Learning about yourself is a curious process. For much of a person's adolescence one definition after another is crammed down a youngster's throat. With the onset of puberty, raging hormones take the questioning process far beyond a tot's annoying way of asking "Why?" ad infinitum.
When one's emerging identity starts to stray from the images and ideas that have been spoon fed to someone since birth, rebellion is sure to ensue. But what happens when there are no easy answers?
I remember all too well how, when I first started coming out, I was relieved just to discover that a word actually existed for what I was. I had received no information from my family or my school about what it meant to be gay. Indeed, after moving to San Francisco a friend told me about a family reunion where his father had started to ask all of their relatives where he had gone wrong, what he had done that could have resulted in his son turning gay. My friend's sister replied "Don't try to take credit for something you didn't do. Everything Michael did he had to learn all by himself."

### Work request
Copy out the whole passage on learning about yourself and coming out, word for word.

### Source material
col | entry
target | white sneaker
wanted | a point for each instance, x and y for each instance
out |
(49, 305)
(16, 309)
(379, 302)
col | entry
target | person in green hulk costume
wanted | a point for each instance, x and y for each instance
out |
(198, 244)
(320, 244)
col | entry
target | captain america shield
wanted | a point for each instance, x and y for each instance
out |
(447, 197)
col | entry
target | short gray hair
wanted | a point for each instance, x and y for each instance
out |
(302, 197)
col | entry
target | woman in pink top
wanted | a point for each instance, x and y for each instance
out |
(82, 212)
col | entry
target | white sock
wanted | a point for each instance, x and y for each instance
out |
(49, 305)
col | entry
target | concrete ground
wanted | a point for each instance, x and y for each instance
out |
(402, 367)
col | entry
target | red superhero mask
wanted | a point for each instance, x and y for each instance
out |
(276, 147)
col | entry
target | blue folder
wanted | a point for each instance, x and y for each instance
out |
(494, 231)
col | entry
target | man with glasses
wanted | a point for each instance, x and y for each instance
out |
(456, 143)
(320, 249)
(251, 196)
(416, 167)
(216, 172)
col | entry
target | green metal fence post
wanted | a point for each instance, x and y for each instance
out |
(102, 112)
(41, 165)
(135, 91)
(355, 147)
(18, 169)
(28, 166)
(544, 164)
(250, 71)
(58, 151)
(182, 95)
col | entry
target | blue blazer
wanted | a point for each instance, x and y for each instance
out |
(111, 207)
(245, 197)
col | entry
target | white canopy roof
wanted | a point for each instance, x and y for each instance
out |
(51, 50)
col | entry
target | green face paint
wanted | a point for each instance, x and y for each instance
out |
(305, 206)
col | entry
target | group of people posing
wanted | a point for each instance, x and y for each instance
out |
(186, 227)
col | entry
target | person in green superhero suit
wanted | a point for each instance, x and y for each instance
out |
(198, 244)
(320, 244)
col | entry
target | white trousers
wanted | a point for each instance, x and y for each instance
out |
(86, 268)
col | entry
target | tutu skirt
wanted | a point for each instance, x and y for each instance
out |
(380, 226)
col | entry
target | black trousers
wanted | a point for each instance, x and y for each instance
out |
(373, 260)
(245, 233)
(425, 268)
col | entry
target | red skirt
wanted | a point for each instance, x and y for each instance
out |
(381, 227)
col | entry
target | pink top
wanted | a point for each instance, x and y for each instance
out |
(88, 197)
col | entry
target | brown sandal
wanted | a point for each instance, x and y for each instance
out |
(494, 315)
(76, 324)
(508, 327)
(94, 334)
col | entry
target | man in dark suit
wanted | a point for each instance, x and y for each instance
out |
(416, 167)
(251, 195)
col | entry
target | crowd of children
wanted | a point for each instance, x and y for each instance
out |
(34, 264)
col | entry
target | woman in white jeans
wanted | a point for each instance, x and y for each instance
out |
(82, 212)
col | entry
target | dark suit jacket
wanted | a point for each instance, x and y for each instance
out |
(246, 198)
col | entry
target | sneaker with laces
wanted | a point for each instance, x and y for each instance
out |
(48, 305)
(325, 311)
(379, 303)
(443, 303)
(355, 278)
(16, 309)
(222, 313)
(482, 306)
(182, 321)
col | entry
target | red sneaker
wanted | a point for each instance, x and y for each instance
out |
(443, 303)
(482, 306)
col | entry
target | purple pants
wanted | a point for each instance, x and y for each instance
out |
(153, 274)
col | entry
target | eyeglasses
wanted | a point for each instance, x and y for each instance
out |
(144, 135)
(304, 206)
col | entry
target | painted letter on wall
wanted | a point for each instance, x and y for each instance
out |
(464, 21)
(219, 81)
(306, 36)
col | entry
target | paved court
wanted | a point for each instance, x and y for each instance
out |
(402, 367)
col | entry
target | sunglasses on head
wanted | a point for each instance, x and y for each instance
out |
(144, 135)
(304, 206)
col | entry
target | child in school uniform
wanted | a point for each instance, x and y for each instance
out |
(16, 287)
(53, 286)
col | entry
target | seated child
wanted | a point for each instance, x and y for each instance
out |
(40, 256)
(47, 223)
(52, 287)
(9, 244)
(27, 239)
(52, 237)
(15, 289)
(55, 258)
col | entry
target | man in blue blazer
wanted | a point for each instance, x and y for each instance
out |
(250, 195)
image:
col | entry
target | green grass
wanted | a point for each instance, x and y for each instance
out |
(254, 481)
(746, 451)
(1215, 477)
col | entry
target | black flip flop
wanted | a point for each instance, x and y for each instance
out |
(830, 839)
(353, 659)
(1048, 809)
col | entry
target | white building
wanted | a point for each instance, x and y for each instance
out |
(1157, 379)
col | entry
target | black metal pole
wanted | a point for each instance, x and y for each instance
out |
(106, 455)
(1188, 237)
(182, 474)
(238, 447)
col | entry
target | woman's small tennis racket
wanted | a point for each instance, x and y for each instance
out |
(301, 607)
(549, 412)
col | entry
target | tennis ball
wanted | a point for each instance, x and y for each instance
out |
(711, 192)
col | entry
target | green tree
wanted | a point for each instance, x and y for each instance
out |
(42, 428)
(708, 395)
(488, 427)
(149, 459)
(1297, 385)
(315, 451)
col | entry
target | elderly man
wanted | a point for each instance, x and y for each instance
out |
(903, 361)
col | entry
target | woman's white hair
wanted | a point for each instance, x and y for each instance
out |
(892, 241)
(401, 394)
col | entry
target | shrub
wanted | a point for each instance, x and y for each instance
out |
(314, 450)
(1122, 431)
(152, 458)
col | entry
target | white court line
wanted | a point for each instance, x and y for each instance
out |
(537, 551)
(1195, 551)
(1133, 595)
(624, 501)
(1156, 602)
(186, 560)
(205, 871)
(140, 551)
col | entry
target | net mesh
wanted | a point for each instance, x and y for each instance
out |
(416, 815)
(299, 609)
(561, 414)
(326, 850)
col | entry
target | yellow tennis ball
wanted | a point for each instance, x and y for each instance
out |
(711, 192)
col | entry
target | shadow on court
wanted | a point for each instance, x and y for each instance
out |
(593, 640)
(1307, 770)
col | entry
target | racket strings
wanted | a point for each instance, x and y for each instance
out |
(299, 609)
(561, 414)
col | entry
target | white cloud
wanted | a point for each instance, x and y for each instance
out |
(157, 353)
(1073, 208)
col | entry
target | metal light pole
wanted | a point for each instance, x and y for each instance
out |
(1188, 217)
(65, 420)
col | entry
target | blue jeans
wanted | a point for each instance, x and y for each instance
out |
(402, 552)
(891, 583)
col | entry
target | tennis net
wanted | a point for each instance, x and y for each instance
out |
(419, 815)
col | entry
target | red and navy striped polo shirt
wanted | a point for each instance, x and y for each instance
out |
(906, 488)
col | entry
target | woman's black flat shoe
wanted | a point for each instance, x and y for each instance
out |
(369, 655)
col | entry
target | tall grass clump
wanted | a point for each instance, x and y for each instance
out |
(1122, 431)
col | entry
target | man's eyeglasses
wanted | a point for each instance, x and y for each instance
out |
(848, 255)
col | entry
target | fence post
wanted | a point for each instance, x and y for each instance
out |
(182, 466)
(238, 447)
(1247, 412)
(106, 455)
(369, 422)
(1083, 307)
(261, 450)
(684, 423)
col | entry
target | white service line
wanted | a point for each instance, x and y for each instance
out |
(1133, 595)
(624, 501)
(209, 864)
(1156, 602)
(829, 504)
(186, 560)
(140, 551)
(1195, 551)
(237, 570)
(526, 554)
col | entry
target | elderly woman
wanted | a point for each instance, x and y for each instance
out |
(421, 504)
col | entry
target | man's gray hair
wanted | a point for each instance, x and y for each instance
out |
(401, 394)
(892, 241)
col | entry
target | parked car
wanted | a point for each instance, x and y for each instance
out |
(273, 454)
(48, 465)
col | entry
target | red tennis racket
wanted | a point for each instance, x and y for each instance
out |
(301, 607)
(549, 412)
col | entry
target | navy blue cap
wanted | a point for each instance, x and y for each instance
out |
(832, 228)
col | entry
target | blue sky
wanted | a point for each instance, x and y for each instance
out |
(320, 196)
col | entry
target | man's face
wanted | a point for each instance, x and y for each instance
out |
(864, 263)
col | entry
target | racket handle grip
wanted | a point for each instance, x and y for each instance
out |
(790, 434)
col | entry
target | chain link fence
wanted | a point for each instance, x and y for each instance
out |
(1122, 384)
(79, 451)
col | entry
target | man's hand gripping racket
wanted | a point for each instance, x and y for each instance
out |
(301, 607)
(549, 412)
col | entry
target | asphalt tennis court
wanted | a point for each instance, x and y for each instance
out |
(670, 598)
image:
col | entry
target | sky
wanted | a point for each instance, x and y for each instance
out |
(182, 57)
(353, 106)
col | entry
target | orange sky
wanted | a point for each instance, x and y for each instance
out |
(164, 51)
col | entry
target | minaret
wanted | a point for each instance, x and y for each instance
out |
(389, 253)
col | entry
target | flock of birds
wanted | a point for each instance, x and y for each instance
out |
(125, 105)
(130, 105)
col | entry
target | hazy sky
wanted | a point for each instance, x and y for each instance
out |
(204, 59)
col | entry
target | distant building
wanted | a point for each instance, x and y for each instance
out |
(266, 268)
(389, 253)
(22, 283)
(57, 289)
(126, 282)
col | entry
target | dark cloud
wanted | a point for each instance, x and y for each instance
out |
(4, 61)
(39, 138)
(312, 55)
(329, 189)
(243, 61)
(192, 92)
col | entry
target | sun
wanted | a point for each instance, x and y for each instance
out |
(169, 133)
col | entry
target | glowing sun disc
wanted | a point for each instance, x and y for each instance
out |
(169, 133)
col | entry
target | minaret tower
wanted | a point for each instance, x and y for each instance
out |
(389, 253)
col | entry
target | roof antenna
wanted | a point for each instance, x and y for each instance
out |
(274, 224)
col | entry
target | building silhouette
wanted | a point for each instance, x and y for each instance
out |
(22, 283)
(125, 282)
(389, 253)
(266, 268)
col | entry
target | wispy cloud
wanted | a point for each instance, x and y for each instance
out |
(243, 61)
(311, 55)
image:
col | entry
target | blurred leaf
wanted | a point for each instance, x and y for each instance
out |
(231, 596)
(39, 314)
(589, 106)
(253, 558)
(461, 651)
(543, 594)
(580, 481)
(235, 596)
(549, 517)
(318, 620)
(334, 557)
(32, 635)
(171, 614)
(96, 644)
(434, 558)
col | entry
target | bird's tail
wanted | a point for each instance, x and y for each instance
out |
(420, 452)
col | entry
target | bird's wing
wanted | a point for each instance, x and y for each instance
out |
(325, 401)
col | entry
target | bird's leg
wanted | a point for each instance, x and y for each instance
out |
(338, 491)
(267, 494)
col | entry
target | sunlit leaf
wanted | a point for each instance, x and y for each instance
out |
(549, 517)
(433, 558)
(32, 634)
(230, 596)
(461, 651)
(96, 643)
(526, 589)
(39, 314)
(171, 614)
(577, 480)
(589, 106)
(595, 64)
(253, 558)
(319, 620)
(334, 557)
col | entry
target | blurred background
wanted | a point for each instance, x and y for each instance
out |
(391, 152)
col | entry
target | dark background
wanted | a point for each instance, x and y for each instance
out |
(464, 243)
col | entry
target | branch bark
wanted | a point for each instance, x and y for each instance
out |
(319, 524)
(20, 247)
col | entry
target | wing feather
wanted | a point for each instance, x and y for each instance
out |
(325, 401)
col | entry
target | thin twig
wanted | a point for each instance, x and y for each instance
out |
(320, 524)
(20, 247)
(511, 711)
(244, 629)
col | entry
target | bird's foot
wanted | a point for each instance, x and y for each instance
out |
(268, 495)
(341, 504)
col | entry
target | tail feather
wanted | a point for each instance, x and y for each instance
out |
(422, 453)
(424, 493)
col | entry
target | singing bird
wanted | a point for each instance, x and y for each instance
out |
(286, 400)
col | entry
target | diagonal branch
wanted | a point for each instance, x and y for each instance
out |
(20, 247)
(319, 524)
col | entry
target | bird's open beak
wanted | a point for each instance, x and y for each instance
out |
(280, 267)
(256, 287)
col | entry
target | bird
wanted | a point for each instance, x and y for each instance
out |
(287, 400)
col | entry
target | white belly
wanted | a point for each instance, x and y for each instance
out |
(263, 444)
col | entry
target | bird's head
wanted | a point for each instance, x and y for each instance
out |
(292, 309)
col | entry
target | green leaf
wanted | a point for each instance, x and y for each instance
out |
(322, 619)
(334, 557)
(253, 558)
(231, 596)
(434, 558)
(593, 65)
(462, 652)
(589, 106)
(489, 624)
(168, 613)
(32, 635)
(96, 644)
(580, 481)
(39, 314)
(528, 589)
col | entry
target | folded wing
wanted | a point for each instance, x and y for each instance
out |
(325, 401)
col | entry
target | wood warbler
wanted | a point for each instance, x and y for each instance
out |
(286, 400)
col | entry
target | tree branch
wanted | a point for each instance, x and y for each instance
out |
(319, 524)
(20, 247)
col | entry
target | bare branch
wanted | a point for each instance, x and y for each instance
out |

### Written answer
Learning about yourself is a curious process. For much of a person's adolescence one definition after another is crammed down a youngster's throat. With the onset of puberty, raging hormones take the questioning process far beyond a tot's annoying way of asking "Why?" ad infinitum.
When one's emerging identity starts to stray from the images and ideas that have been spoon fed to someone since birth, rebellion is sure to ensue. But what happens when there are no easy answers?
I remember all too well how, when I first started coming out, I was relieved just to discover that a word actually existed for what I was. I had received no information from my family or my school about what it meant to be gay. Indeed, after moving to San Francisco a friend told me about a family reunion where his father had started to ask all of their relatives where he had gone wrong, what he had done that could have resulted in his son turning gay. My friend's sister replied "Don't try to take credit for something you didn't do. Everything Michael did he had to learn all by himself."